Data items
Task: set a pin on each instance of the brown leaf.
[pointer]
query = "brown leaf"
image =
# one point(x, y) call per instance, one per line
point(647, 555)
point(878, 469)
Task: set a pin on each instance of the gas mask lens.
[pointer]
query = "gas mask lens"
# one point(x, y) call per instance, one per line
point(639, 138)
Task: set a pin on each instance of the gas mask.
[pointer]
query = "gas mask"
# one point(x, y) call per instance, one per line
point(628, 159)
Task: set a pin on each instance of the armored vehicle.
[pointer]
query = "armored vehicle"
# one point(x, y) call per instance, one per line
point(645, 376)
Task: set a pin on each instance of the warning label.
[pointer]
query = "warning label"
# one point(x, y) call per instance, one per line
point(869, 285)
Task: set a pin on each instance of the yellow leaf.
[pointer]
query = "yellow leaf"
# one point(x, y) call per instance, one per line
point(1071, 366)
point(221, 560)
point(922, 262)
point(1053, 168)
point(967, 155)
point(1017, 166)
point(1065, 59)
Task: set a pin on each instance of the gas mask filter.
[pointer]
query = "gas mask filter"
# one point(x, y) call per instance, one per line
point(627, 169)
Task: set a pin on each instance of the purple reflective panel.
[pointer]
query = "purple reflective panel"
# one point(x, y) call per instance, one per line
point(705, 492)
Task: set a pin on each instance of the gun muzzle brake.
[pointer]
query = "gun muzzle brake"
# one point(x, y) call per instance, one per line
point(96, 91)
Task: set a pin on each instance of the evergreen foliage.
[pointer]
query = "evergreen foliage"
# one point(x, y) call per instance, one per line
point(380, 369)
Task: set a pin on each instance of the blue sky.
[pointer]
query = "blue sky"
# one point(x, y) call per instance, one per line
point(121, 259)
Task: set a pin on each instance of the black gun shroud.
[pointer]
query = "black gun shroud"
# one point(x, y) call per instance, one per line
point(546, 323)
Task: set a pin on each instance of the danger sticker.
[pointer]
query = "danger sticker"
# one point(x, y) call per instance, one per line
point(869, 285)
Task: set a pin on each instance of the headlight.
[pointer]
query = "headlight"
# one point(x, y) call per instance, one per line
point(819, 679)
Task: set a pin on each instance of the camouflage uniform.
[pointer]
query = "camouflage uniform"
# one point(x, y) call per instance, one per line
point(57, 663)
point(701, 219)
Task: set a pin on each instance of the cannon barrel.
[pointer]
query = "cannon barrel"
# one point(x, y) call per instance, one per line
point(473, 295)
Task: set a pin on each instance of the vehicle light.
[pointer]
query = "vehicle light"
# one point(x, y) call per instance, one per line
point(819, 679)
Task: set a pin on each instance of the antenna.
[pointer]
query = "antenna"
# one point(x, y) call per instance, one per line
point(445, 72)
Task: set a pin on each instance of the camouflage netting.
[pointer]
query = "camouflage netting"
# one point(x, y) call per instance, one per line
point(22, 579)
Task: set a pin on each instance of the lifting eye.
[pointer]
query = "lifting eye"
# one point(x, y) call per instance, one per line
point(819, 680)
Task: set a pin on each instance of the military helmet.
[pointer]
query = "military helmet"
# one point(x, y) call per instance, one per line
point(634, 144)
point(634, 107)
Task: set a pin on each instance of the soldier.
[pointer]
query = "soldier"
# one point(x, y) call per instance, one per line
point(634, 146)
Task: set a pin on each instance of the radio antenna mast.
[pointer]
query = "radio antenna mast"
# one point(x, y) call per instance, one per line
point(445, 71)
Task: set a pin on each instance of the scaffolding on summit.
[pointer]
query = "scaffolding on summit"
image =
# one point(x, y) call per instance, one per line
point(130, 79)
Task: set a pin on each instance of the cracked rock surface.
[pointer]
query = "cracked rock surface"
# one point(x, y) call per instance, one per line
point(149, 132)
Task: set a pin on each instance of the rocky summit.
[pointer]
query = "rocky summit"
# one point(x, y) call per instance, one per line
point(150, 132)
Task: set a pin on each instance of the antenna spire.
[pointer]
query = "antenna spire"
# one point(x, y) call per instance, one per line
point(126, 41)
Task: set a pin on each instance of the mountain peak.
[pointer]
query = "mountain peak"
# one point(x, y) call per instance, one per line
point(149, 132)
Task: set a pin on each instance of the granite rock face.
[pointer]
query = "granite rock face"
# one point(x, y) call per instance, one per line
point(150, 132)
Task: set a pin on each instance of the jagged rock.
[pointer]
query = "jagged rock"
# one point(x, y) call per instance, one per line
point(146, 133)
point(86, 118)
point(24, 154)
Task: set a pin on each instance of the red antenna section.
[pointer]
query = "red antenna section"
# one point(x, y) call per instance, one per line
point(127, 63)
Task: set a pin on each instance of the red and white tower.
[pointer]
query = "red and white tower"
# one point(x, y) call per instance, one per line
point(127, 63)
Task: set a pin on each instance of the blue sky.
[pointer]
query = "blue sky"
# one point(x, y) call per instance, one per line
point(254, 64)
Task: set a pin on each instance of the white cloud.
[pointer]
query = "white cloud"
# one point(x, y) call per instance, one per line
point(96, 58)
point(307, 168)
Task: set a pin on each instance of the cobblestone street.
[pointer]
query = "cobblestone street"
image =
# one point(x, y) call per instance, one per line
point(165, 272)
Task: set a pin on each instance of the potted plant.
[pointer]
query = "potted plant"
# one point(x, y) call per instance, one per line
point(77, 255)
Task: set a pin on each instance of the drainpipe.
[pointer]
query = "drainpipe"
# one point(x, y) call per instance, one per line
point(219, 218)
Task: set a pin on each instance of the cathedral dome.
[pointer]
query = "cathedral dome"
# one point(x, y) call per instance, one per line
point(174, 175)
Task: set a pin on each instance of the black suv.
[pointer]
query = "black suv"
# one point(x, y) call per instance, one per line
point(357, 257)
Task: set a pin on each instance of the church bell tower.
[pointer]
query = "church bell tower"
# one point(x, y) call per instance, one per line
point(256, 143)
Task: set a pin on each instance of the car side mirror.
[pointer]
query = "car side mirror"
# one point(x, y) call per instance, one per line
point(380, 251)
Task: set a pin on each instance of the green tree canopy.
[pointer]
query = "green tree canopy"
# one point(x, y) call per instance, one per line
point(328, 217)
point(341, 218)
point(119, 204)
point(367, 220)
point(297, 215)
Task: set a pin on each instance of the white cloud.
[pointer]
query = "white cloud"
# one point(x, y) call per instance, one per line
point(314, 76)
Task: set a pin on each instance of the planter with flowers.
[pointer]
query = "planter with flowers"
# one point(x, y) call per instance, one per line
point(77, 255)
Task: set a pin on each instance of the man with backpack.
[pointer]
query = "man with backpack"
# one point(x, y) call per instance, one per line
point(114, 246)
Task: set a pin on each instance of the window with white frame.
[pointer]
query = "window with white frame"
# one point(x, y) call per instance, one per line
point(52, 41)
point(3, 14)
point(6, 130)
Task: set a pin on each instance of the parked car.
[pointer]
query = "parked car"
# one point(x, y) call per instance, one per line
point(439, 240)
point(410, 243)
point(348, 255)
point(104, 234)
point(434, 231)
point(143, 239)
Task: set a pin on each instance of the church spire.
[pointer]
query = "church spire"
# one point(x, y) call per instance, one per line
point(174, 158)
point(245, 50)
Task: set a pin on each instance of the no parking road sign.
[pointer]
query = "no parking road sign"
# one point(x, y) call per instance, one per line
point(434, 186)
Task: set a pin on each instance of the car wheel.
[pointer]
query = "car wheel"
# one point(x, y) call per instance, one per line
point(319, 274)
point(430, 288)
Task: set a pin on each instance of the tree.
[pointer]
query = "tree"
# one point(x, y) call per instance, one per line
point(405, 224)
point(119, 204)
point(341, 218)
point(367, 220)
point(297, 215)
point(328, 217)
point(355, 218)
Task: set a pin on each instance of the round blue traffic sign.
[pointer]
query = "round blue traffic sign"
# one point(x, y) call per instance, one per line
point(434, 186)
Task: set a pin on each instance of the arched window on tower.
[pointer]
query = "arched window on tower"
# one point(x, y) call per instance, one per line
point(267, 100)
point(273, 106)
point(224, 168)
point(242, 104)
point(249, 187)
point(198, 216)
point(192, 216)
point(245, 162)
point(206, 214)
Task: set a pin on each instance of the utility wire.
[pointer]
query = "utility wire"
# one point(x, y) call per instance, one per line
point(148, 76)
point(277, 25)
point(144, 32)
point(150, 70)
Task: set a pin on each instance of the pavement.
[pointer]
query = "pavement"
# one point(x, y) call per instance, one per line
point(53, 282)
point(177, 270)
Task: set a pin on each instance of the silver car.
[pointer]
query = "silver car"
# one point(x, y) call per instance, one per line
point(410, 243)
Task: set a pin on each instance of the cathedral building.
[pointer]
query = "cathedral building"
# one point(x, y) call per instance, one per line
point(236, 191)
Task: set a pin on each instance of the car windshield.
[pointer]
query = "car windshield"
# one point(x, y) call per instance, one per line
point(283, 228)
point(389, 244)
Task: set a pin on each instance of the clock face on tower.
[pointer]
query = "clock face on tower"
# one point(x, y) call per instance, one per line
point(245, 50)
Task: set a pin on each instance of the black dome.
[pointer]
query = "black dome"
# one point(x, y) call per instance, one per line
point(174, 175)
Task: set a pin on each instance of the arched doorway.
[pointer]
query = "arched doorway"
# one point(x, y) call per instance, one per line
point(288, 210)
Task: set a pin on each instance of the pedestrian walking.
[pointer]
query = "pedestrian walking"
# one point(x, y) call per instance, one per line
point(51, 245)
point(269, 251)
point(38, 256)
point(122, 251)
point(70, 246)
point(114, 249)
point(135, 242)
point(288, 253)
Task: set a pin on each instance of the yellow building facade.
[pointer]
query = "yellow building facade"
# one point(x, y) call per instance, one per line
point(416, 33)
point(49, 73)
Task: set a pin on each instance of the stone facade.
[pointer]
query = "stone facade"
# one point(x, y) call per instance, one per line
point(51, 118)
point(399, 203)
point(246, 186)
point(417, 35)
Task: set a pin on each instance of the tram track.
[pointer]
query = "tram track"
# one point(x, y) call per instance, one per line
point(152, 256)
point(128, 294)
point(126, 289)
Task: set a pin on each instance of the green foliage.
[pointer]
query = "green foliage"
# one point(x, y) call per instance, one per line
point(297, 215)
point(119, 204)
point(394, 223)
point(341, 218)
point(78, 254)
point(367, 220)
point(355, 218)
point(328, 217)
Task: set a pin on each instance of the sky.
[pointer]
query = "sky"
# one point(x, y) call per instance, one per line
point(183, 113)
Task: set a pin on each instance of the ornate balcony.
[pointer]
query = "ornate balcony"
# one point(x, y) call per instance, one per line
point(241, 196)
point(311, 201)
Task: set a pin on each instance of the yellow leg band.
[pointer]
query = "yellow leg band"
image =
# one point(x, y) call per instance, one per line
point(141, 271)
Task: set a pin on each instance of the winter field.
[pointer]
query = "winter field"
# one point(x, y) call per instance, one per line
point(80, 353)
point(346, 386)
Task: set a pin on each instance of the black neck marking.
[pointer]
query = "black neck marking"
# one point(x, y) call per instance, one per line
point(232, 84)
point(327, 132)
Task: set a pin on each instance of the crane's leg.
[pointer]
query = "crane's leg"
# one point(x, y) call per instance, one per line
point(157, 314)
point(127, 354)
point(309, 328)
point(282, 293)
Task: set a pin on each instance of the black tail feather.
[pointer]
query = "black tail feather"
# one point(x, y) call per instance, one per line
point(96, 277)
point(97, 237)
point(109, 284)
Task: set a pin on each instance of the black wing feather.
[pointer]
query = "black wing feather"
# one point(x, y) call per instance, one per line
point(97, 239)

(Problem to work on): Replace "pedestrian" with "person" in the rows from the line holding "Task: set a pin on each instance of the cathedral building." through the line holding "point(288, 253)", inclusive. Return only those lines, with nothing else changed.

(Result of this task):
Task: set a pin on each instance of the cathedral building.
[pointer]
query = "cathedral building"
# one point(x, y) call per instance, one per line
point(236, 191)
Task: set a pin on each instance of the car windshield.
[pointer]
query = "car windshield"
# one point(x, y) call per instance, one per line
point(283, 228)
point(389, 244)
Task: set a pin on each instance of the clock face on tower.
[pointer]
query = "clock face on tower"
# one point(x, y) call per instance, one per line
point(245, 50)
Task: set a pin on each instance of the black dome.
[pointer]
query = "black dome"
# one point(x, y) call per instance, one per line
point(174, 175)
Task: set a pin on each instance of the arched doorway.
[pointer]
query = "arched doorway"
# one point(x, y) call per instance, one per line
point(288, 210)
Task: set a pin on each instance of the person walking.
[pointer]
query = "person walking"
# one point(x, y) call per instance, one per line
point(51, 245)
point(269, 251)
point(38, 256)
point(122, 251)
point(70, 246)
point(114, 249)
point(135, 242)
point(288, 253)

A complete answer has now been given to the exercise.